**What is expected:** Somewhere below, one line contains "279L640 280V204L445 184ZM386" and a later line contains "positive clicks: (587, 280)". Output those two lines and everything between them exactly, and nothing else.

....

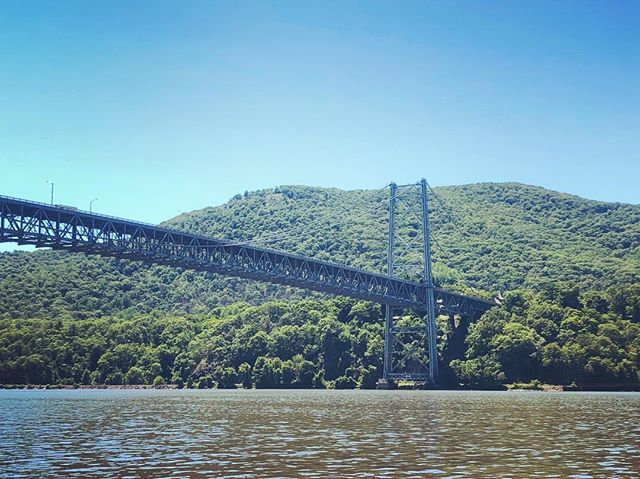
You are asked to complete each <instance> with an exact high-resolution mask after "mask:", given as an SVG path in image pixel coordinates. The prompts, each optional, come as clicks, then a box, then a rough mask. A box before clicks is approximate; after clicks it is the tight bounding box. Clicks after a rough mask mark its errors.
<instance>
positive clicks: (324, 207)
mask: <svg viewBox="0 0 640 479" xmlns="http://www.w3.org/2000/svg"><path fill="white" fill-rule="evenodd" d="M435 192H436V193H437V195H438V197H439V198H440V200H442V203H441V202H440V201H438V200H436V201H433V200H432V202H431V207H432V216H431V220H432V229H433V233H434V237H435V240H436V243H435V245H434V261H435V266H434V274H435V276H436V282H437V283H438V284H440V285H442V286H445V287H448V288H452V289H456V290H459V291H461V292H467V293H473V294H477V295H484V296H486V297H491V296H492V295H494V294H496V293H497V292H499V291H501V292H502V293H504V294H505V296H506V298H507V299H506V301H505V306H504V307H503V308H499V309H494V310H492V311H491V312H490V313H488V314H487V315H485V317H484V318H483V319H482V320H481V321H480V322H479V323H477V324H474V325H470V326H469V325H467V324H459V325H457V326H456V325H452V324H449V323H448V322H447V321H446V320H445V319H444V318H441V319H442V320H441V321H440V322H439V335H440V348H441V355H442V356H441V361H442V363H443V371H444V374H445V380H446V381H448V384H451V385H453V384H458V383H463V384H465V385H468V386H474V387H495V386H497V385H499V384H501V383H505V382H514V381H529V380H532V379H540V380H545V381H550V382H557V383H562V384H568V383H571V382H578V383H580V382H607V383H628V382H637V381H638V380H639V378H638V374H639V372H640V339H639V337H640V331H639V329H640V326H639V324H638V323H639V322H640V287H639V286H638V284H640V206H638V205H627V204H617V203H604V202H598V201H590V200H585V199H582V198H578V197H576V196H571V195H566V194H561V193H556V192H552V191H549V190H545V189H543V188H538V187H533V186H527V185H521V184H513V183H508V184H476V185H466V186H452V187H441V188H436V189H435ZM387 194H388V191H384V190H377V191H342V190H337V189H323V188H311V187H303V186H282V187H277V188H275V189H269V190H262V191H257V192H252V193H245V194H244V195H237V196H236V197H234V198H232V199H231V200H230V201H229V202H227V203H226V204H224V205H222V206H218V207H209V208H205V209H202V210H197V211H193V212H191V213H185V214H182V215H180V216H178V217H176V218H173V219H171V220H169V221H167V222H166V223H165V225H166V226H168V227H172V228H176V229H180V230H185V231H189V232H195V233H199V234H205V235H212V236H216V237H225V238H230V239H234V240H243V241H245V240H246V241H253V242H257V243H258V244H265V245H267V246H269V247H273V248H276V249H283V250H286V251H291V252H297V253H300V254H304V255H307V256H312V257H316V258H322V259H330V260H332V261H339V262H344V263H347V264H350V265H354V266H359V267H363V268H366V269H370V270H374V271H383V270H384V265H385V260H386V251H385V248H386V234H387V211H386V205H387V200H388V198H387ZM443 204H444V205H446V208H445V207H444V206H443ZM417 227H418V224H415V223H412V222H407V223H405V224H403V225H402V228H404V229H405V230H406V231H405V233H408V234H411V231H410V230H411V229H412V228H414V229H415V228H417ZM507 291H511V292H510V293H507ZM305 297H306V298H309V299H307V300H306V301H302V302H300V301H298V300H300V299H302V298H305ZM322 298H323V297H322V296H321V295H319V294H315V293H308V292H305V291H301V290H296V289H294V288H286V287H280V286H274V285H266V284H260V283H256V282H248V281H245V280H239V279H234V278H222V277H219V276H217V275H212V274H205V273H198V272H193V271H183V270H179V269H175V268H170V267H164V266H153V265H151V266H149V265H143V264H140V263H135V262H129V261H124V260H115V259H105V258H98V257H85V256H83V255H80V254H67V253H65V252H53V251H37V252H34V253H24V252H21V253H3V254H0V383H24V382H33V383H50V382H54V383H55V382H63V383H74V382H75V383H79V382H85V383H91V382H94V383H104V382H107V383H114V384H119V383H123V382H128V383H139V382H149V381H152V380H154V379H155V380H156V381H157V382H179V383H184V384H188V385H199V386H201V387H204V386H207V385H211V384H218V385H221V386H224V385H231V384H233V383H235V382H238V383H240V382H241V383H244V384H245V385H252V384H253V385H256V386H258V387H268V386H287V387H291V386H297V387H309V386H315V387H325V386H335V387H353V386H355V385H360V386H363V387H367V386H371V385H372V381H373V380H374V378H376V377H377V376H378V375H379V374H380V371H379V367H380V361H381V352H382V349H381V344H382V324H381V322H380V316H381V311H380V308H379V307H378V306H377V305H371V304H369V303H363V302H356V301H351V300H345V299H344V298H337V299H333V300H328V301H327V300H323V299H322ZM274 300H275V301H274ZM238 301H242V302H243V303H238V304H233V303H236V302H238ZM265 301H269V302H265ZM247 303H249V304H247ZM2 318H3V319H2ZM467 328H468V334H467ZM245 350H246V351H245ZM243 351H244V352H243Z"/></svg>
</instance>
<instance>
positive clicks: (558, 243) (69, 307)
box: [0, 183, 640, 318]
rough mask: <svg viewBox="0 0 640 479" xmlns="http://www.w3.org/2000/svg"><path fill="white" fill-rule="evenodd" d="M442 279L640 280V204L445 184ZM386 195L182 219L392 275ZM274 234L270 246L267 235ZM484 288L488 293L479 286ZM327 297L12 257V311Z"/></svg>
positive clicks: (587, 280)
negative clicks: (386, 267) (380, 271)
mask: <svg viewBox="0 0 640 479" xmlns="http://www.w3.org/2000/svg"><path fill="white" fill-rule="evenodd" d="M435 190H436V192H437V194H438V195H439V196H440V197H441V198H442V199H443V200H444V202H445V204H446V205H448V207H449V208H450V211H451V212H452V215H453V217H454V218H455V226H454V225H453V224H452V223H451V221H450V220H449V215H448V214H446V212H445V211H444V209H443V208H442V207H441V205H440V204H439V203H437V202H433V205H432V206H433V213H432V223H433V231H434V236H435V238H436V240H437V245H435V246H434V253H433V254H434V261H435V266H434V273H435V275H436V282H437V283H438V284H440V285H442V286H445V287H452V288H454V289H458V290H461V291H463V292H474V291H473V290H468V289H467V287H473V288H476V289H478V290H481V291H485V292H492V293H495V292H497V291H503V292H504V291H507V290H511V289H515V288H520V287H524V288H530V289H535V290H539V289H540V288H541V287H542V286H543V285H545V284H549V283H553V282H558V281H559V282H563V283H571V284H576V285H579V286H582V287H583V288H587V289H599V288H602V289H606V288H608V287H610V286H612V285H616V284H632V283H634V282H638V280H639V278H640V206H637V205H624V204H617V203H603V202H597V201H590V200H585V199H581V198H578V197H575V196H570V195H565V194H561V193H556V192H552V191H548V190H545V189H542V188H538V187H533V186H527V185H519V184H511V183H509V184H478V185H467V186H455V187H443V188H436V189H435ZM386 195H387V192H386V191H383V190H381V191H342V190H337V189H324V188H311V187H303V186H291V187H279V188H276V189H275V190H262V191H257V192H253V193H245V194H244V195H238V196H237V197H235V198H233V199H231V200H230V201H229V202H227V203H226V204H224V205H222V206H217V207H208V208H205V209H202V210H197V211H194V212H191V213H185V214H182V215H180V216H178V217H176V218H173V219H171V220H169V221H167V222H166V223H165V224H166V225H167V226H170V227H174V228H177V229H181V230H185V231H189V232H196V233H200V234H206V235H213V236H217V237H225V238H231V239H237V240H252V239H257V241H258V242H259V243H260V242H264V244H266V245H267V246H270V247H274V248H278V249H283V250H285V251H291V252H297V253H301V254H305V255H308V256H312V257H316V258H322V259H330V260H333V261H339V262H344V263H347V264H350V265H353V266H358V267H362V268H366V269H370V270H373V271H384V265H385V261H386V250H385V248H386V234H387V212H386V199H387V196H386ZM265 240H266V242H265ZM476 294H482V293H481V292H478V291H476ZM306 296H312V297H318V295H314V294H310V293H306V292H304V291H300V290H295V289H292V288H285V287H280V286H272V285H266V284H260V283H256V282H247V281H243V280H238V279H232V278H221V277H218V276H215V275H206V274H204V273H196V272H191V271H180V270H176V269H172V268H168V267H161V266H147V265H142V264H139V263H133V262H128V261H121V260H113V259H103V258H96V257H84V256H82V255H73V254H67V253H64V252H52V251H38V252H35V253H11V254H7V253H5V254H0V314H8V315H9V316H11V317H14V318H16V317H31V318H33V317H61V316H71V317H77V318H86V317H92V316H101V315H110V314H114V313H117V312H120V311H123V310H128V311H132V312H149V311H152V310H157V311H163V312H170V313H206V312H208V311H211V309H212V308H213V307H215V306H217V305H220V304H229V303H232V302H234V301H238V300H245V301H249V302H250V303H253V304H258V303H260V302H262V301H264V300H265V299H268V298H279V299H289V298H300V297H306Z"/></svg>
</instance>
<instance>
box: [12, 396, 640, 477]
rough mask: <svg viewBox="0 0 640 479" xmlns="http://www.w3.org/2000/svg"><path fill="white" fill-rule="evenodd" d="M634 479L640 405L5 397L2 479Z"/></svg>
mask: <svg viewBox="0 0 640 479" xmlns="http://www.w3.org/2000/svg"><path fill="white" fill-rule="evenodd" d="M18 477H34V478H49V477H60V478H62V477H65V478H92V477H100V478H102V477H143V478H144V477H163V478H179V477H194V478H195V477H216V478H217V477H225V478H252V477H279V478H289V477H290V478H317V477H330V478H347V477H363V478H364V477H381V478H396V477H427V478H431V477H433V478H471V477H472V478H529V477H545V478H550V477H557V478H577V479H587V478H638V477H640V394H638V393H542V392H473V391H456V392H448V391H291V390H282V391H280V390H278V391H264V390H237V391H221V390H210V391H192V390H47V391H44V390H5V391H0V478H18Z"/></svg>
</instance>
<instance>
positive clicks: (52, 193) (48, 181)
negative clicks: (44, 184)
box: [45, 180, 55, 206]
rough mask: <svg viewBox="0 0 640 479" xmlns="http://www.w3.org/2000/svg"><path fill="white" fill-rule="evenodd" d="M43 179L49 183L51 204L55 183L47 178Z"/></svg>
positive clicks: (52, 199)
mask: <svg viewBox="0 0 640 479" xmlns="http://www.w3.org/2000/svg"><path fill="white" fill-rule="evenodd" d="M45 181H46V182H47V183H49V184H50V185H51V206H53V185H55V183H54V182H53V181H49V180H45Z"/></svg>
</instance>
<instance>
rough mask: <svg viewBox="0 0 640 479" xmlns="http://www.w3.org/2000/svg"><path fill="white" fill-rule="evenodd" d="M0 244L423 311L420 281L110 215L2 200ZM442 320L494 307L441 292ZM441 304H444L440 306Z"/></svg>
mask: <svg viewBox="0 0 640 479" xmlns="http://www.w3.org/2000/svg"><path fill="white" fill-rule="evenodd" d="M0 242H16V243H19V244H30V245H34V246H36V247H49V248H52V249H57V250H68V251H72V252H83V253H86V254H96V255H101V256H110V257H115V258H122V259H128V260H134V261H143V262H146V263H155V264H165V265H171V266H175V267H182V268H185V269H193V270H200V271H208V272H213V273H219V274H222V275H226V276H235V277H240V278H248V279H253V280H259V281H266V282H271V283H277V284H283V285H289V286H294V287H298V288H304V289H310V290H314V291H319V292H323V293H330V294H336V295H343V296H349V297H352V298H356V299H362V300H368V301H375V302H378V303H381V304H387V305H391V306H393V307H402V308H424V307H425V298H426V288H425V286H424V285H422V284H420V283H418V282H412V281H406V280H403V279H399V278H394V277H392V276H387V275H382V274H376V273H371V272H367V271H364V270H361V269H358V268H352V267H349V266H345V265H342V264H337V263H332V262H329V261H322V260H316V259H313V258H307V257H304V256H301V255H294V254H288V253H282V252H279V251H275V250H271V249H268V248H259V247H255V246H252V245H251V244H244V243H236V242H232V241H228V240H220V239H215V238H210V237H205V236H199V235H192V234H189V233H185V232H182V231H178V230H172V229H168V228H162V227H159V226H154V225H150V224H146V223H141V222H135V221H130V220H126V219H122V218H115V217H111V216H106V215H99V214H95V213H88V212H85V211H74V210H70V209H68V208H61V207H55V206H51V205H47V204H44V203H36V202H31V201H26V200H21V199H17V198H9V197H4V196H0ZM435 295H436V304H437V305H438V304H439V310H440V311H441V312H442V314H461V315H472V314H474V313H477V312H478V311H480V312H484V311H486V310H487V309H489V307H491V303H488V302H486V301H484V300H480V299H476V298H471V297H468V296H464V295H460V294H457V293H454V292H450V291H446V290H438V289H436V290H435ZM438 301H439V303H438Z"/></svg>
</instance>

....

**Exercise solution:**
rough mask: <svg viewBox="0 0 640 479" xmlns="http://www.w3.org/2000/svg"><path fill="white" fill-rule="evenodd" d="M442 279L640 280V204L445 184ZM386 195L182 219L392 275ZM274 234L270 246L267 235ZM484 288L488 293L479 286ZM327 297L12 257V311Z"/></svg>
positive clicks: (587, 280)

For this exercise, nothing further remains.